§ **TEXT EXCERPT**:
────────────────
The IIMs are a rare Indian success story in higher education and a key facilitator of India’s market economy. It should not become a victim to myopic politics

DNA Edit: Giving IIMs the autonomy they demanded
IIM Ahmedabad

The Cabinet approval for the Bill granting greater autonomy to the Indian Institute of Management is a step in the right direction. For years, there has been a robust debate about the need to make the IIMs, the premier management institutions in the country, autonomous.

The government kept a tight check on the IIMs, which have done yeoman service for feeding the private sector’s demand for managers, executives and entrepreneurs. The government controls on fee revision, constitution of boards, and appointment of chairpersons and directors has been blamed for retarding the growth of the IIMs into campuses that can rival the top global business schools. The proposed bill will now allow the IIMs to decide board composition, chairpersons, directors and fees structure.  More importantly, it will allow IIMs to confer MBA degrees on its students as against the post-graduate diplomas that are now on offer. By offering degrees, IIMs will be in a better position to woo foreign students and improves the prospects of Indian students in higher education and employment opportunities. The fees at IIM for the two-year postgraduate management programme was Rs 19.5 lakh, a reflection of how the market drives costs even at a government institution.

So it is only in the fitness of things that the government stopped interfering in the administration of IIMs. What the IIMs must do is to expand its fee waiver programme to enable students who secure admission through reservation and those from economically backward households to secure access to the vaunted institution.

IIM autonomy was one of the reasons that prompted Prime Minister Narendra Modi to ease out Smriti Irani from the prestigious Human Resources Development portfolio. Under Irani, the HRD ministry was not comfortable with the bill’s provision to take away the ministry’s powers to hold the IIM accountable on administrative and financial matters. However, Irani erred in not understanding that the Prime Minister was keen on seeing the reform measure through. Earlier, the IIMs had publicly opposed a previous version of the Bill because in the guise of autonomy it would only have expanded the HRD ministry’s control over the management institutions. Now the Bill must pass Parliament and face the bigger test of execution.
────────────────
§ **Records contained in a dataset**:
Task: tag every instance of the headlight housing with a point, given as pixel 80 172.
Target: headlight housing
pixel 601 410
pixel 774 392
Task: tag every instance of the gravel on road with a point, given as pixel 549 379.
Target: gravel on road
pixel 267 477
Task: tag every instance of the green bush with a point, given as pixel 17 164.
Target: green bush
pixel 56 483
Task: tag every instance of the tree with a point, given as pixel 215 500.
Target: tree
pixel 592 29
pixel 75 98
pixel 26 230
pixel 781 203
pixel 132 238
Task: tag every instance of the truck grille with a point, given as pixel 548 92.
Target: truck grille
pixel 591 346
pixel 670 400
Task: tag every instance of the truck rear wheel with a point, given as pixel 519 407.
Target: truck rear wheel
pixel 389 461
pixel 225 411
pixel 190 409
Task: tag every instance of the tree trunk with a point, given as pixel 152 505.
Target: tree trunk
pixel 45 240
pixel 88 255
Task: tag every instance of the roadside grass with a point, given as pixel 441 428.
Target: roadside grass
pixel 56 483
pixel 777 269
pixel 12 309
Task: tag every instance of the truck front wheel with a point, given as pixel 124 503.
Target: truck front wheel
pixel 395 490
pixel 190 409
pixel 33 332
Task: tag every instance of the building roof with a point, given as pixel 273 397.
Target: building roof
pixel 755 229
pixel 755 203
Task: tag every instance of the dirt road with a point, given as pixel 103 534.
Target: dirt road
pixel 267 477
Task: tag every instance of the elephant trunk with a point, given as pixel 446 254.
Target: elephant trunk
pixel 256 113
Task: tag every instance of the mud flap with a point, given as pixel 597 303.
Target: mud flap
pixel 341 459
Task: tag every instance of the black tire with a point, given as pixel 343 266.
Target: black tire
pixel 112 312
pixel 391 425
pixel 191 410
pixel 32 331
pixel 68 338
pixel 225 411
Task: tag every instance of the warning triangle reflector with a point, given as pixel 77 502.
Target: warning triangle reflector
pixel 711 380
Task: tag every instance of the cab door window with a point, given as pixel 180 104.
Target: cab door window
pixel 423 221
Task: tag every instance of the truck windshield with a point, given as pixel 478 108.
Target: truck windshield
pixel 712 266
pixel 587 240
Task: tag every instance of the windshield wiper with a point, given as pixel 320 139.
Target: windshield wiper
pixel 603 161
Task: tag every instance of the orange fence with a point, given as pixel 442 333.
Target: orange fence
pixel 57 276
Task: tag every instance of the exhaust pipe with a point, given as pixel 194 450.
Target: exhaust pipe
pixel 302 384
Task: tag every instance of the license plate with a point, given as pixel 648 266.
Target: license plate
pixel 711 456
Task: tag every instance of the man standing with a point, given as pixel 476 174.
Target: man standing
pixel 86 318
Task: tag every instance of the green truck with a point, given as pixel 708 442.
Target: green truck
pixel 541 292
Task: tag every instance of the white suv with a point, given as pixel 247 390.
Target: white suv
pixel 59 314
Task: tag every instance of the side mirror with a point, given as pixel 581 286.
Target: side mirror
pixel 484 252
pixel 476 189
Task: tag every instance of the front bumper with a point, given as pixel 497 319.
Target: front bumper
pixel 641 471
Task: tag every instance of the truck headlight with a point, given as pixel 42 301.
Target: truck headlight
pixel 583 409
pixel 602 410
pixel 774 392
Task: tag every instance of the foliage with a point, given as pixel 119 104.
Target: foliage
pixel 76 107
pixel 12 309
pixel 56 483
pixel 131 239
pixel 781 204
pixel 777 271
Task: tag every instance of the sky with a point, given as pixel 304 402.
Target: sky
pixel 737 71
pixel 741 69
────────────────
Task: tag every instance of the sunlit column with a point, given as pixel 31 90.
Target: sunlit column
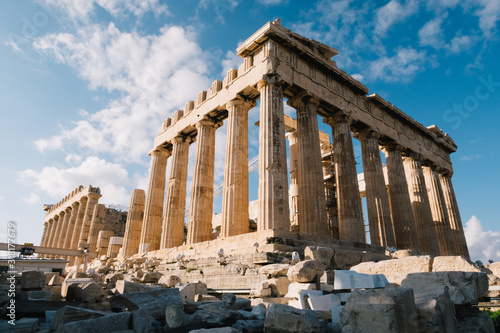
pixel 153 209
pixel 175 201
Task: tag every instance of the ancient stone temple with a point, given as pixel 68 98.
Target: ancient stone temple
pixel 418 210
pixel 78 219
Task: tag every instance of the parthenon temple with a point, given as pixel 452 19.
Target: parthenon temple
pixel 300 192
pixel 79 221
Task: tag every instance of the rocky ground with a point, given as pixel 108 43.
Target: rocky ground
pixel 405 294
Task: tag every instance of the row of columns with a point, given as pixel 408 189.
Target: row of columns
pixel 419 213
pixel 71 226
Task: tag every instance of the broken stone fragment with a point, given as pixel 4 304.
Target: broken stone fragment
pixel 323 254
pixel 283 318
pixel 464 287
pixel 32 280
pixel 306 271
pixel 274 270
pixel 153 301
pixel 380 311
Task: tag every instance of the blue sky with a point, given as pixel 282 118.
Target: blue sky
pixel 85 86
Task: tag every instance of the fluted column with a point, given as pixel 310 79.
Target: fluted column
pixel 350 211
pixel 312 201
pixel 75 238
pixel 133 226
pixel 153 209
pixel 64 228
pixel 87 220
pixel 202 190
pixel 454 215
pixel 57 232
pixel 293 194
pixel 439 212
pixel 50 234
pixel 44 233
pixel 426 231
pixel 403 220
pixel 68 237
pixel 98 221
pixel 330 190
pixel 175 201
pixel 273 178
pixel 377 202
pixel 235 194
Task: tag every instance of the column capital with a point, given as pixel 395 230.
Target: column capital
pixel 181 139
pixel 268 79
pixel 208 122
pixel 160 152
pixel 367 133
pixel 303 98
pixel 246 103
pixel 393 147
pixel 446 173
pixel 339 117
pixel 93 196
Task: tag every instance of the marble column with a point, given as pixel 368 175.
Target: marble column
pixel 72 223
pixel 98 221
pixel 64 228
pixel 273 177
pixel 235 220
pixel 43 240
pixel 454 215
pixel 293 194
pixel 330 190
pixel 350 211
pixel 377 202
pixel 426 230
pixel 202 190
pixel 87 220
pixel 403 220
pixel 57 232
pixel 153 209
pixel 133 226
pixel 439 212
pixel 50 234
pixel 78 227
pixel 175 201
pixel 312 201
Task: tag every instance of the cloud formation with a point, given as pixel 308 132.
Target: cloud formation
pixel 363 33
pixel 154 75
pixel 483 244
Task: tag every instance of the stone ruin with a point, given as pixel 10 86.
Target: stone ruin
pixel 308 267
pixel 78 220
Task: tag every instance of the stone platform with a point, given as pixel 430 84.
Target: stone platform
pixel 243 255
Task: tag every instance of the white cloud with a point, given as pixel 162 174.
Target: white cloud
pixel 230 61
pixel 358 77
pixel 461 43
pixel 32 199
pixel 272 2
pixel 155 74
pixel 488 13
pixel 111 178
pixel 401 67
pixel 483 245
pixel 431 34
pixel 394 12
────────────────
§ **WHAT THE TASK ASKS**:
Reproduce the editorial on IIM autonomy word for word, from "IIM autonomy was" up to and including "test of execution.".

§ **RESPONSE FOR THIS EXERCISE**:
IIM autonomy was one of the reasons that prompted Prime Minister Narendra Modi to ease out Smriti Irani from the prestigious Human Resources Development portfolio. Under Irani, the HRD ministry was not comfortable with the bill’s provision to take away the ministry’s powers to hold the IIM accountable on administrative and financial matters. However, Irani erred in not understanding that the Prime Minister was keen on seeing the reform measure through. Earlier, the IIMs had publicly opposed a previous version of the Bill because in the guise of autonomy it would only have expanded the HRD ministry’s control over the management institutions. Now the Bill must pass Parliament and face the bigger test of execution.